-- The data follows --
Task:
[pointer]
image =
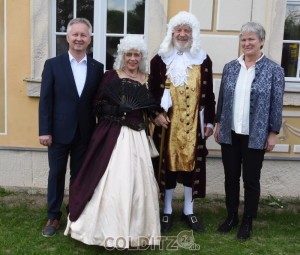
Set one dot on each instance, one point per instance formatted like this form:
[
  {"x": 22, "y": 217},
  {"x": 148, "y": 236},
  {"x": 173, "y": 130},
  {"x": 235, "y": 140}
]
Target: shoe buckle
[
  {"x": 194, "y": 219},
  {"x": 165, "y": 219}
]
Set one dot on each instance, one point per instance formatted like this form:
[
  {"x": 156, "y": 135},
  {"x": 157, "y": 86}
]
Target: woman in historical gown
[{"x": 114, "y": 200}]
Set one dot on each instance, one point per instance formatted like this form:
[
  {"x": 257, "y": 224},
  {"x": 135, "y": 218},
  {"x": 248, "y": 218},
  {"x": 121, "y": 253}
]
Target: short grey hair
[
  {"x": 253, "y": 27},
  {"x": 82, "y": 21},
  {"x": 132, "y": 42}
]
-- The data concluded --
## Exercise goal:
Write the entries above out again exactly, omitting each image.

## Task output:
Task:
[pointer]
image =
Set one dot on each instance, one point per instance formatted like this form:
[
  {"x": 22, "y": 217},
  {"x": 148, "y": 236},
  {"x": 173, "y": 130},
  {"x": 235, "y": 140}
]
Target: shoe buckle
[
  {"x": 194, "y": 219},
  {"x": 165, "y": 219}
]
Set one dot on each instance, one point per instance formatted like this form:
[
  {"x": 156, "y": 135},
  {"x": 157, "y": 86}
]
Target: woman in historical gown
[{"x": 114, "y": 200}]
Set one dot on each instance, one point per instance formatted like this form:
[
  {"x": 257, "y": 224},
  {"x": 135, "y": 218},
  {"x": 248, "y": 218},
  {"x": 121, "y": 253}
]
Target: short grey hair
[
  {"x": 253, "y": 27},
  {"x": 82, "y": 21},
  {"x": 132, "y": 42}
]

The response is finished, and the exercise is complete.